--- begin ---
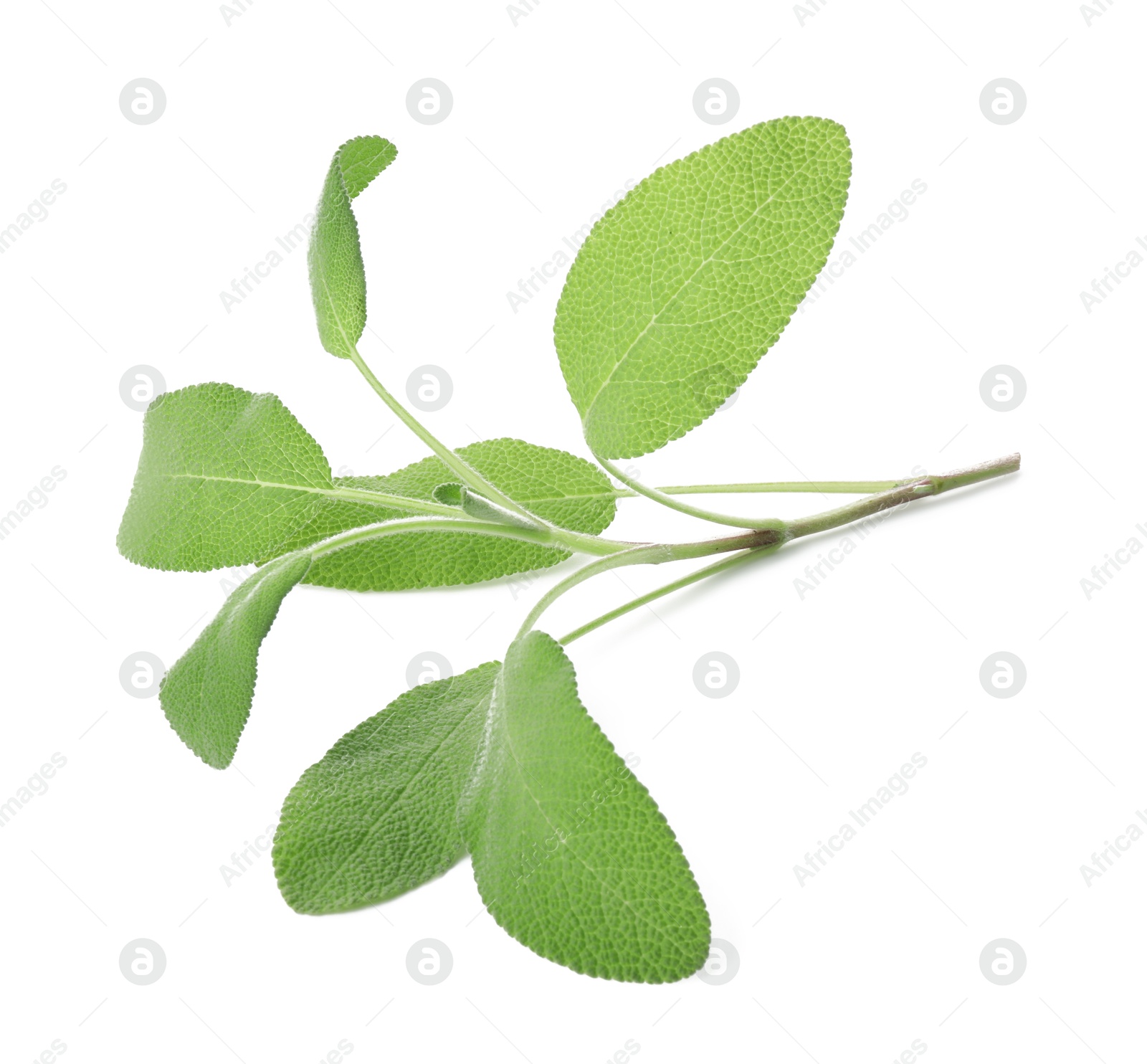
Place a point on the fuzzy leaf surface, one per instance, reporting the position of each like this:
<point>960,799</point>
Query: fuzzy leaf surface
<point>553,484</point>
<point>206,694</point>
<point>229,478</point>
<point>685,283</point>
<point>334,256</point>
<point>379,814</point>
<point>571,855</point>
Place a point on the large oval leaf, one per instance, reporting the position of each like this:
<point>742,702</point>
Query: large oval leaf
<point>334,256</point>
<point>684,285</point>
<point>379,814</point>
<point>571,855</point>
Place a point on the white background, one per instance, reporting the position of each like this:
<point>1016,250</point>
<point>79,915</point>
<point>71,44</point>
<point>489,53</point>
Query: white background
<point>877,377</point>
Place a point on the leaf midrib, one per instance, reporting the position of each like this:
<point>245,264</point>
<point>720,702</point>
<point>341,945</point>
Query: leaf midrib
<point>342,493</point>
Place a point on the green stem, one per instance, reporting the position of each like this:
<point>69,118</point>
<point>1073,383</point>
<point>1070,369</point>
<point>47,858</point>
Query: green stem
<point>465,472</point>
<point>703,574</point>
<point>768,523</point>
<point>766,541</point>
<point>652,554</point>
<point>921,488</point>
<point>825,488</point>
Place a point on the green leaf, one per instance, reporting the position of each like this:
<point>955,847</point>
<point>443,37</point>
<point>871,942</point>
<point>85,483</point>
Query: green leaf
<point>227,478</point>
<point>206,695</point>
<point>553,484</point>
<point>571,853</point>
<point>682,287</point>
<point>379,814</point>
<point>334,257</point>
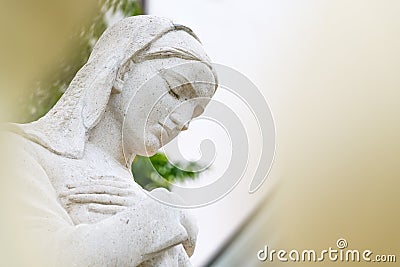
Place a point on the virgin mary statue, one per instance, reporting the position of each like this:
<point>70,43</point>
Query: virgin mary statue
<point>77,202</point>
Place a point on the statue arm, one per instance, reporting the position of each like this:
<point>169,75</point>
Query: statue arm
<point>128,238</point>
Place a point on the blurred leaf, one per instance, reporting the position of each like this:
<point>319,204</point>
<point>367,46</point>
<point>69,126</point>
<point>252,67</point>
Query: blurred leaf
<point>159,172</point>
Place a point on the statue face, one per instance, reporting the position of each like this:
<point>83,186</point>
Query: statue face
<point>161,96</point>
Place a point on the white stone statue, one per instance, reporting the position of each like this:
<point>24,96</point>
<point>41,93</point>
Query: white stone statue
<point>83,203</point>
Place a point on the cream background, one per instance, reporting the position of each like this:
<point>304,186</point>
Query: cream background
<point>329,70</point>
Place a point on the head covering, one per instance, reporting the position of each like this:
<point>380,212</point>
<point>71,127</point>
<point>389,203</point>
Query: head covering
<point>63,130</point>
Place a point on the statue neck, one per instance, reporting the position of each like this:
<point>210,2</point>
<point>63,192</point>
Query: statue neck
<point>106,135</point>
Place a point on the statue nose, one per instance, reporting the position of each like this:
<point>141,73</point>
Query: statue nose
<point>185,127</point>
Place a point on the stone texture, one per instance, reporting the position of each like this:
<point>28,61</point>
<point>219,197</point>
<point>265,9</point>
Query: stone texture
<point>81,200</point>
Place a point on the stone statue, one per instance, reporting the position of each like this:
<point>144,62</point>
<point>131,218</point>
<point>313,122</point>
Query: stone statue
<point>83,201</point>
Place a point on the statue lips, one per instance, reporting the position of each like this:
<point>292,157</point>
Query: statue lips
<point>170,130</point>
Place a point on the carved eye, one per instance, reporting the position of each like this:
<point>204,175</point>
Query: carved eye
<point>172,93</point>
<point>198,110</point>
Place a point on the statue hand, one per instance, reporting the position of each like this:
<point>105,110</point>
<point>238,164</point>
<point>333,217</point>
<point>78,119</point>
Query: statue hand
<point>186,219</point>
<point>106,196</point>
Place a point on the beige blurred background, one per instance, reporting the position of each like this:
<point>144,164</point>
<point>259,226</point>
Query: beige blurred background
<point>330,72</point>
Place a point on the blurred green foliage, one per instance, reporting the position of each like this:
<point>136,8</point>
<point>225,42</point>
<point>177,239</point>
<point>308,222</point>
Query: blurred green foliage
<point>49,89</point>
<point>157,171</point>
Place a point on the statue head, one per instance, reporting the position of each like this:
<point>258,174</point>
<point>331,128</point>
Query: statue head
<point>149,70</point>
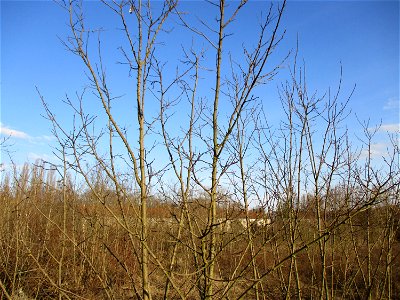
--- end ---
Please print the stretch of the listing from the line containing "Place a point on the white stone" through the line containing "<point>329,70</point>", reproducing each line unchanged.

### Solution for this problem
Place a point on the white stone statue, one per instance, reporting the position of each like this:
<point>24,96</point>
<point>41,93</point>
Query: white stone statue
<point>83,203</point>
Place a point on the cream background, one per instance, reporting the position of each like this:
<point>304,186</point>
Query: cream background
<point>329,70</point>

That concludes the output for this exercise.